[Given passage]:
┄┄┄┄┄┄┄┄┄┄

Aspa Kokro: Finding Friendship and Family
Born and raised in the west African country of Côte d’Ivoire, Aspa Kokro M.Eng. ’20 has lived and studied abroad since his high school years in Senegal. After completing his undergraduate degree in Morocco, he came to Stevens in 2018 as a Fulbright Scholar for graduate study in ocean engineering.
“I thought that the best place to acquire knowledge — to be a global citizen and to be on top of that knowledge — will be in America,” he says.
As a graduate student, he lived off campus and struggled at first with the fast pace and with feelings of isolation.
But about a month later, in Stevens’ Ocean Engineering program, he met a student from Nigeria, one of a handful of African students on campus.
“That’s how the magic started,” he recalls. Jane-Frances Igbadumhe Ph.D.’22, along with his professors, helped him find an apartment, register for classes, even cook rice dishes. Together, he and Jane envisioned a group that not only connected students from African nations but also gave back to the community. With two other African students, they founded the African Student Association (ASA) in 2019.
“When you leave your country, you leave your people, so you need to find another family and, for me, Stevens is home away from home, and I got a new family.” He became ASA’s first president.
With ASA, he not only got help navigating life in the U.S., but also found lasting friendships. “Having friends — people you can talk to. It’s the most valuable thing you can have in life,” he says. ASA also aims to share African culture with the Stevens community, “to give an opportunity for the people at Stevens to travel to Africa while they are still on campus,” Kokro says.
He lights up when discussing ASA’s first “Taste of Africa” event. The showcase of the food, diversity, and culture of African nations held in 2019 drew about 100 people, and he felt included and valued— a feeling that continues today.
Kokro will complete his Ph.D. in December and hopes to work in an academic research laboratory. The Stevens motto “Per aspera ad astra,” so similar to his own name, inspires him.
“It means difficulties to the stars, right? So, I went through some difficulties, now, thanks to my education at Stevens, I will touch the stars,” Kokro says. “Stevens was created for me, for Aspa. This is my place. I love this school.”

┄┄┄┄┄┄┄┄┄┄

[Exercise tasks]:
a. Please list the things that, according to the Aspa Kokro profile, Jane-Frances Igbadumhe and his professors helped him do after he arrived at Stevens.
b. Go on with the Aspa Kokro profile, starting right after its final quotation.

Source records:
┄┄┄┄┄┄┄┄┄┄

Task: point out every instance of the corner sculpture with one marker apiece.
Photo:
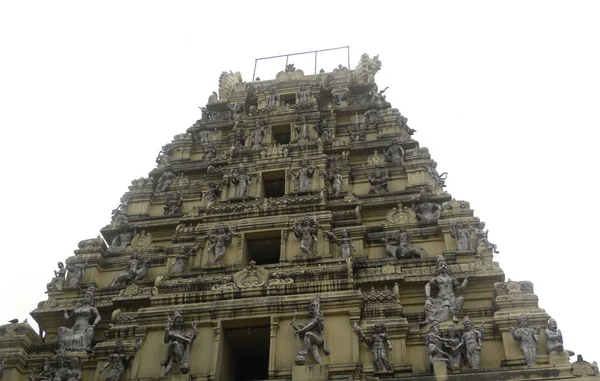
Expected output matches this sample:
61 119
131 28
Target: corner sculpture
309 336
79 338
528 338
119 361
438 308
179 341
378 341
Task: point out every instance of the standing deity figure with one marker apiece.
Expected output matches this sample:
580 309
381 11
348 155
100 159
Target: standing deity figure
426 210
309 335
303 94
378 341
119 360
76 270
219 242
445 302
179 342
345 243
133 273
59 279
461 232
302 177
79 337
306 230
395 153
336 181
554 341
528 337
257 134
378 182
472 340
241 181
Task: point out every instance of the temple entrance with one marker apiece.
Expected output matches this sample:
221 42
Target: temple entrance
246 354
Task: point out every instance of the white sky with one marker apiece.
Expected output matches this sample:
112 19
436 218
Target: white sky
504 93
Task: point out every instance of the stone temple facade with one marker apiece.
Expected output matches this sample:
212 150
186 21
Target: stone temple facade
296 232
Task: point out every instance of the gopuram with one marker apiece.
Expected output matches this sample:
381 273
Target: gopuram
295 232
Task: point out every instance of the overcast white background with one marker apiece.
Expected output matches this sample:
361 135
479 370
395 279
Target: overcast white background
505 94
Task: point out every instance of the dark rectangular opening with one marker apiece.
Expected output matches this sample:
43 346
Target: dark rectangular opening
264 248
281 134
274 184
246 354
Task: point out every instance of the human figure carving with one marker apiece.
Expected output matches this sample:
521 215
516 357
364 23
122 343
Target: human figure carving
378 342
179 342
445 302
80 336
528 337
309 335
119 360
219 242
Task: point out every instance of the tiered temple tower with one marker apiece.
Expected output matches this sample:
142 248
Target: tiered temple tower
296 232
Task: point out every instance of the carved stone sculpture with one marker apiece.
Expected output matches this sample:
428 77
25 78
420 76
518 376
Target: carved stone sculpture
303 176
80 336
306 230
378 342
336 180
426 210
219 242
118 361
378 183
309 335
528 338
58 281
445 302
345 243
76 270
135 272
241 181
179 341
472 340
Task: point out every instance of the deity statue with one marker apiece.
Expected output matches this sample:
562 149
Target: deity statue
445 302
79 337
554 341
219 242
472 340
303 94
306 230
309 335
302 177
119 360
165 180
426 210
336 180
59 279
121 241
378 341
76 270
376 159
345 243
173 204
241 181
378 183
461 232
528 337
395 153
179 341
257 134
135 272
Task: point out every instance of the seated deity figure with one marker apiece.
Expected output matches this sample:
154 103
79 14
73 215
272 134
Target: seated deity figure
179 341
445 302
309 335
80 336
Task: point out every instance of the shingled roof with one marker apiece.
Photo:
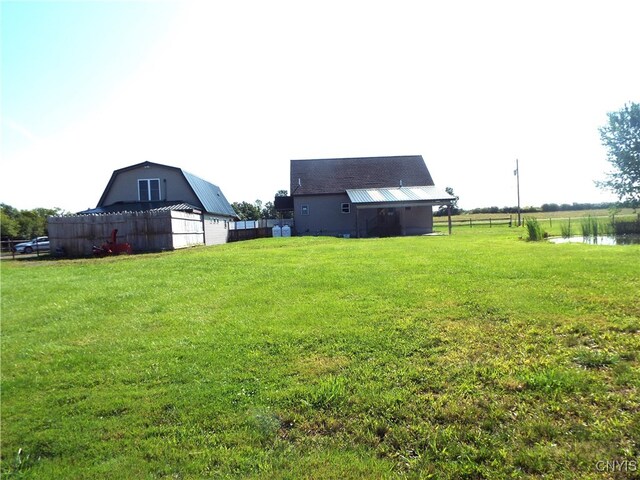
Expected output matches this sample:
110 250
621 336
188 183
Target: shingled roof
335 175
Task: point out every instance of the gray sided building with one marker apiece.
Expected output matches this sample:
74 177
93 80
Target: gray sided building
364 197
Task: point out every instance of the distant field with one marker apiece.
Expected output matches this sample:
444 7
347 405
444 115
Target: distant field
549 220
472 356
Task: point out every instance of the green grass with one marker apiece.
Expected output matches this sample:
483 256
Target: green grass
472 356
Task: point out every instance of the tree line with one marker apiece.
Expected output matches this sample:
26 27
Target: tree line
259 210
25 224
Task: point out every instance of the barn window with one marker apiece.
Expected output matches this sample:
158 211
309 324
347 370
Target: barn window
149 189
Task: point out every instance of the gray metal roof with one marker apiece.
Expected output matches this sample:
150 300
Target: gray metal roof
425 193
335 175
209 195
212 198
159 206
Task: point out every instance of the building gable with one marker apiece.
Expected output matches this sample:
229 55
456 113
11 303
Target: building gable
175 185
336 175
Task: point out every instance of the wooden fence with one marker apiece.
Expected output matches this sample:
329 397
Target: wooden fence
480 222
75 235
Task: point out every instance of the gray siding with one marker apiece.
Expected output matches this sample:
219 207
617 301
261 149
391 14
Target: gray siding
173 185
326 218
216 230
325 215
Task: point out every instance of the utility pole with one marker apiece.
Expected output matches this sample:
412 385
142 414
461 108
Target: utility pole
516 172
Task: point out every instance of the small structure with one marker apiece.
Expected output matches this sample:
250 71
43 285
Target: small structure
154 207
363 197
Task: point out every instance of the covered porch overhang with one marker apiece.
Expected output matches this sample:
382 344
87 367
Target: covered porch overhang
400 197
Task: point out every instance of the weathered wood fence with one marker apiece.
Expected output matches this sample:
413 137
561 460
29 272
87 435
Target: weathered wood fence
150 231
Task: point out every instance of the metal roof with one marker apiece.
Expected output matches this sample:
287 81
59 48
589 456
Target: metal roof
335 175
210 195
399 195
159 206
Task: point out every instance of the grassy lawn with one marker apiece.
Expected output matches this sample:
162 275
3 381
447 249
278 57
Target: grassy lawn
472 356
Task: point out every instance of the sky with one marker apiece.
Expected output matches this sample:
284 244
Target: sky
232 91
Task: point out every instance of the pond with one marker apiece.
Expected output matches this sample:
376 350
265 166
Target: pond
600 240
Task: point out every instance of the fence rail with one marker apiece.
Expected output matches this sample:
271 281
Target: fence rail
470 222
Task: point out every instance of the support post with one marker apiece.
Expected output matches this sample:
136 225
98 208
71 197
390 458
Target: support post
517 172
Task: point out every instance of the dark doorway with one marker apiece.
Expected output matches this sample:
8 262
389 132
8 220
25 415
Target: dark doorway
385 224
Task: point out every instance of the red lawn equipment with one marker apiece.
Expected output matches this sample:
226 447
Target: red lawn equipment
111 247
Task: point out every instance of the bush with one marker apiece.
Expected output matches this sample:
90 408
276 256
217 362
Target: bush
534 230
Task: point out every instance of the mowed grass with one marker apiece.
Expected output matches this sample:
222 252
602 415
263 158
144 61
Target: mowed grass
472 356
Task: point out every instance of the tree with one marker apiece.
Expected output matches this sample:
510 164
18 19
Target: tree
246 211
621 137
454 205
25 223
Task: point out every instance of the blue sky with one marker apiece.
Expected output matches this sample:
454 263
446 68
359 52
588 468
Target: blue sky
231 91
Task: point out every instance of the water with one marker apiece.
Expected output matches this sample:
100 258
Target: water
600 240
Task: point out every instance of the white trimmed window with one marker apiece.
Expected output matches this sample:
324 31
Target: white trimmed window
149 189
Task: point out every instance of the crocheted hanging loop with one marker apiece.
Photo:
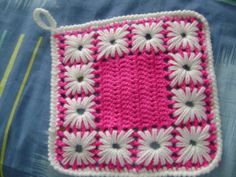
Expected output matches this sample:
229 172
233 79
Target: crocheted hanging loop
38 13
133 96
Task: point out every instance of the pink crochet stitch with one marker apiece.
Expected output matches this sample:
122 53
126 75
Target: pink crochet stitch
136 95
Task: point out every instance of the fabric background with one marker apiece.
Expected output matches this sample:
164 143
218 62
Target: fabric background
26 143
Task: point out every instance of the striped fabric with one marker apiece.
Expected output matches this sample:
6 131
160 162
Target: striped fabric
25 68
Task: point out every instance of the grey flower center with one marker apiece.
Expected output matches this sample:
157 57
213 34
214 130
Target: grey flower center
116 146
80 111
148 36
192 142
155 145
186 67
113 41
80 79
189 104
183 34
80 47
79 148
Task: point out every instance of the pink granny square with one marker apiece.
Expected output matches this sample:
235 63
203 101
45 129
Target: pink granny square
134 96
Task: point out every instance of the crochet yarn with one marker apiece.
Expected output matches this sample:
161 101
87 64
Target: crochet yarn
134 96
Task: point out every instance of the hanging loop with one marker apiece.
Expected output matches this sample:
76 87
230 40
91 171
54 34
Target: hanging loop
38 13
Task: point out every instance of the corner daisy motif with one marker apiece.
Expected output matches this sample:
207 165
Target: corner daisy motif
186 68
77 148
194 145
133 96
183 34
78 48
79 79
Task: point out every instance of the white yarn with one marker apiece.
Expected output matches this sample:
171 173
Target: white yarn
107 172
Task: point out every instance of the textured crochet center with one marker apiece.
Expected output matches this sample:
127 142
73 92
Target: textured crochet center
134 96
133 92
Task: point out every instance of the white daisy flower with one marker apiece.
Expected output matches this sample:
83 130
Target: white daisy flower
78 48
79 111
185 68
79 78
189 104
148 36
77 148
194 144
183 34
154 147
113 41
115 147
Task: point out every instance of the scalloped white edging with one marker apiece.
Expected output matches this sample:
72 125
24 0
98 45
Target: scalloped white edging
144 173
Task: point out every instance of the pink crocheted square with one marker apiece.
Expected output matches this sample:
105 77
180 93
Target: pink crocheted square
134 96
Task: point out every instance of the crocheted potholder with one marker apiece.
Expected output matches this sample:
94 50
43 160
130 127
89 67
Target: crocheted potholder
133 96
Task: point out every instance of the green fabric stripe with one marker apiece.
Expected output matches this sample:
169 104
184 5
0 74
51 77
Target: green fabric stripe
10 64
15 105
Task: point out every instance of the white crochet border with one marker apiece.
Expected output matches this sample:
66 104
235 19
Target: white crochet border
126 173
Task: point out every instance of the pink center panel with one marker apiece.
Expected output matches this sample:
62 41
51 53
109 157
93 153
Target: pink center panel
133 92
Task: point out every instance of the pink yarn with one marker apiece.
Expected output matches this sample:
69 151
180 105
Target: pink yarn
133 92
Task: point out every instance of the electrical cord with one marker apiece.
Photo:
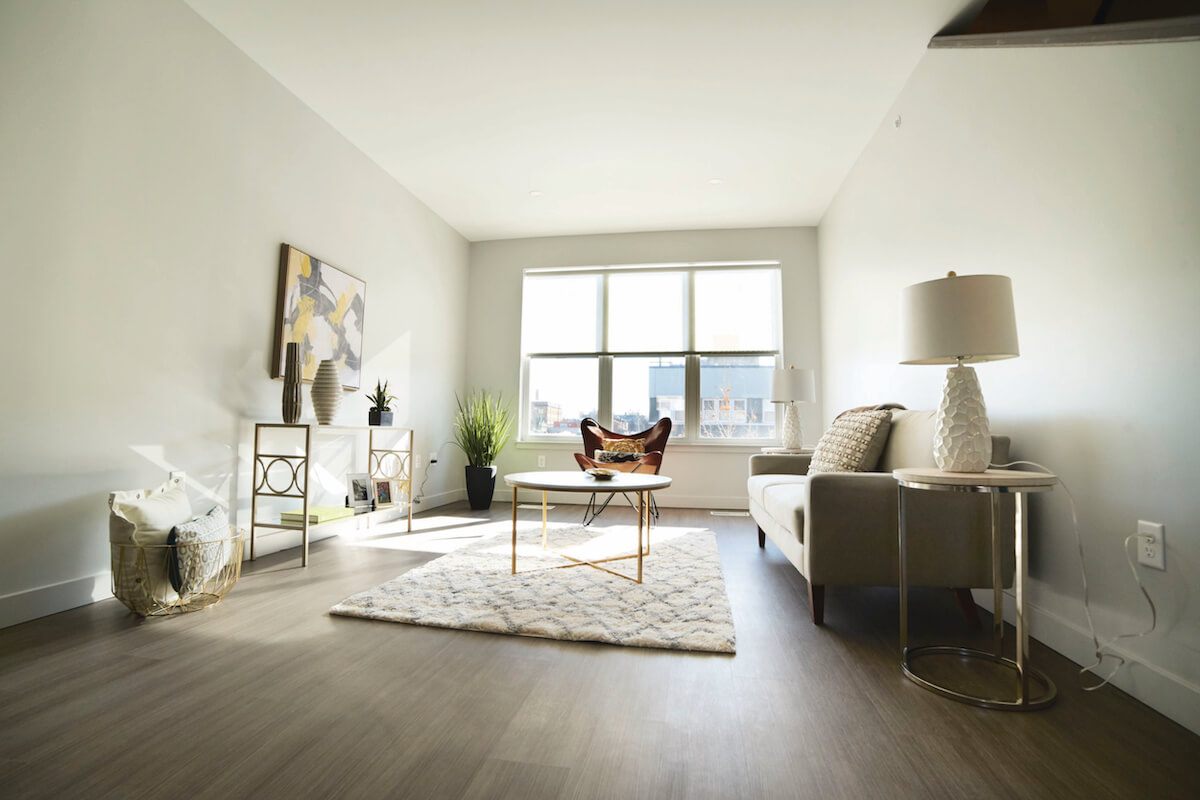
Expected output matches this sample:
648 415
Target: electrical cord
425 477
1098 647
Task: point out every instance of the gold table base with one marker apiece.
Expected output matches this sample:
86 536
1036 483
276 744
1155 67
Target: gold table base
642 523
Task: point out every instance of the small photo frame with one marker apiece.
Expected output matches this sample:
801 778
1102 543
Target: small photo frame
383 493
358 487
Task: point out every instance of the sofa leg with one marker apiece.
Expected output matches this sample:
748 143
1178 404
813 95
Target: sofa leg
816 602
970 611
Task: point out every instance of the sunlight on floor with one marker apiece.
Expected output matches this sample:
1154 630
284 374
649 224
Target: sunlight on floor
445 534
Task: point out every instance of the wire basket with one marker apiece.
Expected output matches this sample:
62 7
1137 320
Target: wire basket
157 579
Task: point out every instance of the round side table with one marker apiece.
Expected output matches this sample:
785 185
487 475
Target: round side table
994 482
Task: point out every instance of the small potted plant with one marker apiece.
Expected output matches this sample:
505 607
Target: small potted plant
381 404
481 429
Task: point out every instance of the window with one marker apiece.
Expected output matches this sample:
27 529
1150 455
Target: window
629 346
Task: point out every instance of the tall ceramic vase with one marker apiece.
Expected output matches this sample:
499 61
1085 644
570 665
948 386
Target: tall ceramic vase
293 402
327 392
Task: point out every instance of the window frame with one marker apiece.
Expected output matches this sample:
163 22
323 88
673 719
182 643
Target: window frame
690 433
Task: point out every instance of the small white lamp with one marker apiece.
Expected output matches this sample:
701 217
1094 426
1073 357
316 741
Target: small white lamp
959 319
792 386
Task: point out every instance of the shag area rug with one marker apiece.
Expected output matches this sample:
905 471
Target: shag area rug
681 605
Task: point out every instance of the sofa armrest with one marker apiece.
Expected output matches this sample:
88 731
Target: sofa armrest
850 523
780 463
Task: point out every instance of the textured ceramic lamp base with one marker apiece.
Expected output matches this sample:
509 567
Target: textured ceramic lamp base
793 435
961 437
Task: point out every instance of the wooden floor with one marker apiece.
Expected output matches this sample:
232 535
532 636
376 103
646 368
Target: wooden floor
268 696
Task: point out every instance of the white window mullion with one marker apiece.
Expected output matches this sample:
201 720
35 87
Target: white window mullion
691 397
689 310
603 314
525 416
605 405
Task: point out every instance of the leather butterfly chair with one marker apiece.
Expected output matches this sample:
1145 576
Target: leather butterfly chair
593 439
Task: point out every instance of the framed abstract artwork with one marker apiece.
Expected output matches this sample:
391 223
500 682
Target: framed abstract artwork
321 308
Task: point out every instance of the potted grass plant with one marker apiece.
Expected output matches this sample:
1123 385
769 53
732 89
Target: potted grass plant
481 429
381 404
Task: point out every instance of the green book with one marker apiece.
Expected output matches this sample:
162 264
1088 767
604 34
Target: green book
317 515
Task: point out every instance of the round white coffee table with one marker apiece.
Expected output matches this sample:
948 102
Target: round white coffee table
568 481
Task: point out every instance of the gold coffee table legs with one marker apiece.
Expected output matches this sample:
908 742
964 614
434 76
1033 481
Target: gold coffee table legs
642 524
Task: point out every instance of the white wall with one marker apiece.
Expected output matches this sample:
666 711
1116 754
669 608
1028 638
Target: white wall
1077 172
150 172
705 476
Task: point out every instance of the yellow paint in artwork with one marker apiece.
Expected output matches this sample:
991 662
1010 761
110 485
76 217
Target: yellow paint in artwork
343 305
305 308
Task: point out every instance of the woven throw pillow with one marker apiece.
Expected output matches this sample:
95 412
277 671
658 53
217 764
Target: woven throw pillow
852 444
625 445
201 551
612 457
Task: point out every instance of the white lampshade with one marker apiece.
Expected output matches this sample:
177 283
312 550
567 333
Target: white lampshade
966 317
792 386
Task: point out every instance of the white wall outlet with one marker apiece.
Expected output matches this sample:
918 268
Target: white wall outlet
1151 545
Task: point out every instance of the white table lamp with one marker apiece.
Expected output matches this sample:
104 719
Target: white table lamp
792 386
959 319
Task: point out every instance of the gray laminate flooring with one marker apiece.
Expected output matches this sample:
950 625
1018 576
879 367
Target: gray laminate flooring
268 696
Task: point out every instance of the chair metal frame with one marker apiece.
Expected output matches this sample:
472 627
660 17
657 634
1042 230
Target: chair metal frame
593 439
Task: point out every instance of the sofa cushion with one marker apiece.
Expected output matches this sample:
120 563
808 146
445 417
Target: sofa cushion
785 504
852 444
757 485
910 441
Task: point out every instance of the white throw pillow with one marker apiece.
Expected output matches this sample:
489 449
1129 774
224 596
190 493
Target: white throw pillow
147 516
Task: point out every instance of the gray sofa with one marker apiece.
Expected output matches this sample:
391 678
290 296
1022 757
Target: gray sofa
841 528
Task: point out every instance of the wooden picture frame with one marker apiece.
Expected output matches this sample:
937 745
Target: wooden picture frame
321 307
359 489
383 491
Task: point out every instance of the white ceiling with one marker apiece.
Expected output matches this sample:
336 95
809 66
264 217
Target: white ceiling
619 112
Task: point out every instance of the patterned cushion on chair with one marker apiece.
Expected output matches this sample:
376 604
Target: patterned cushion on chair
853 444
625 445
202 551
616 457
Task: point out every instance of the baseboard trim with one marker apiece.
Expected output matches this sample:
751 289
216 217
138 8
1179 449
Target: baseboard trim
1173 696
441 499
42 601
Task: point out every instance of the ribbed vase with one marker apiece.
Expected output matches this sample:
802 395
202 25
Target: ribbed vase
293 401
327 392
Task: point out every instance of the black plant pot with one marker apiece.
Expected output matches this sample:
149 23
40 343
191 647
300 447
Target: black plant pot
480 486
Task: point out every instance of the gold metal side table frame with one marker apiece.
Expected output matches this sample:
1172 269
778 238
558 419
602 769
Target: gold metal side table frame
929 481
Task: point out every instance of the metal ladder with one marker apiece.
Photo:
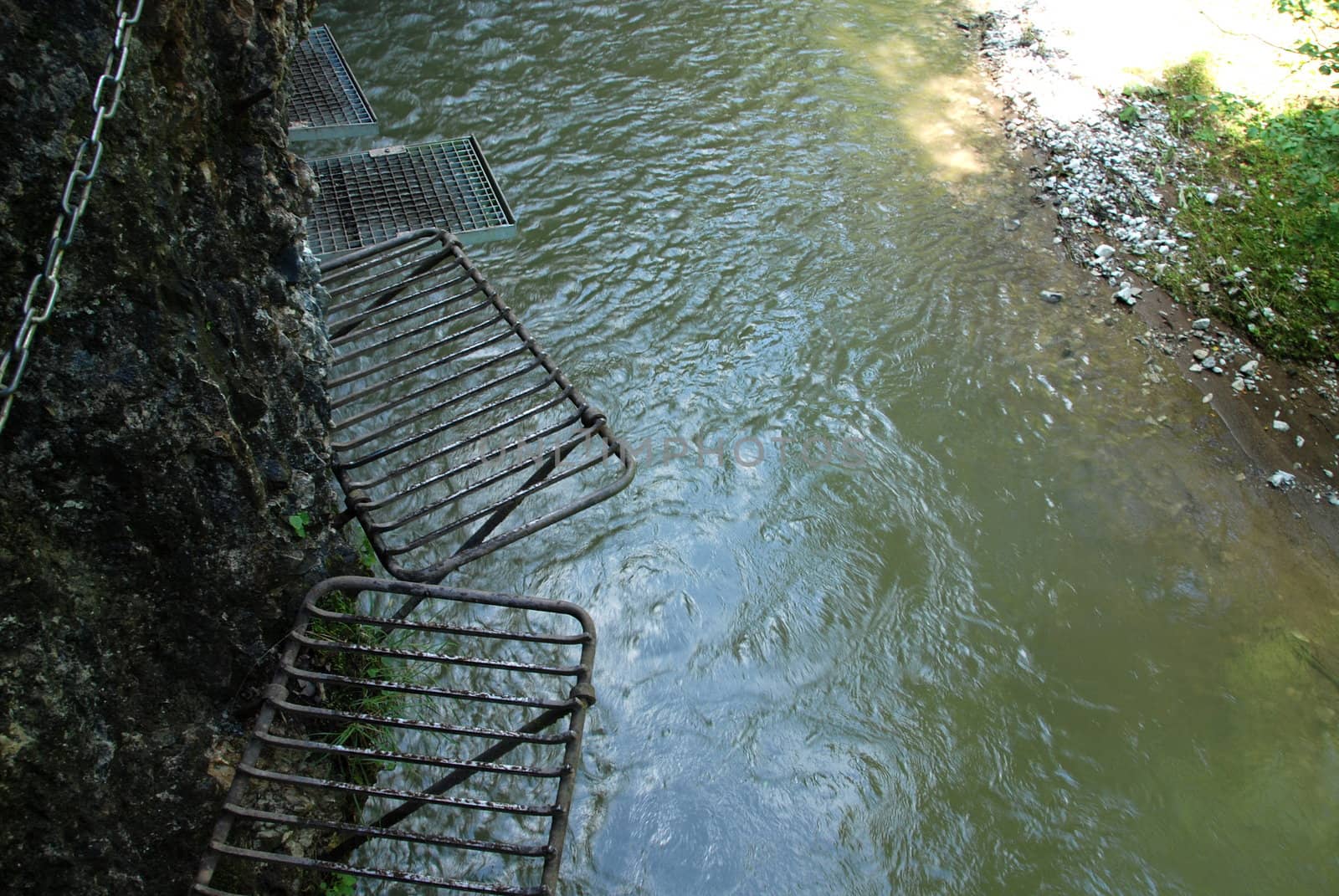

┄┄┄┄┄┄┄┄┄┄

[Answers for the tasks]:
a.
- Find an apartment
- Register for classes
- Cook rice dishes

b.
Shinjini Sharma: Connecting with Commuters
Third-year student Shinjini Sharma faced challenges when she entered Stevens in the fall of 2022. She had just immigrated to the U.S. from India and was transferring from a university in the Netherlands. To save money, she was commuting to campus from her new home in Jersey City, New Jersey. And every day, right after classes, she just headed home.
“You go to classes, and you go home,” she says. “It sucks the soul out of you. I ended up feeling displaced.”
Then, at a Stevens clubs fair, she discovered the Commuter Student Union. The club members went out for ice cream at Ben & Jerry’s, and 30 people showed up, stretching across the store and spilling onto Washington Street. She felt a shift, and relief.
“I really found my people,” she says. “Our main purpose is to build community. You sit, and you talk to someone.”
The club schedules its events at times best for commuters and also offers group chats to share the secrets of parking in Hoboken, the best professors, commuter pet peeves. There are study sessions — always with coffee and cookies — and spike ball on Schaefer Lawn. Some 400–500 people participate in their commuter group chat, with enthusiastic turnouts for their events.
This club has been transformational for Sharma. The math major has since joined Alpha Phi Omega, the service fraternity, and the Diversity, Equity and Inclusion Committee. Her long days on campus — often from 10 am to 9 pm — are filled with activity, including leading the Commuter Student Union as its president.
Sharma says she no longer feels like “just another face in the crowd.”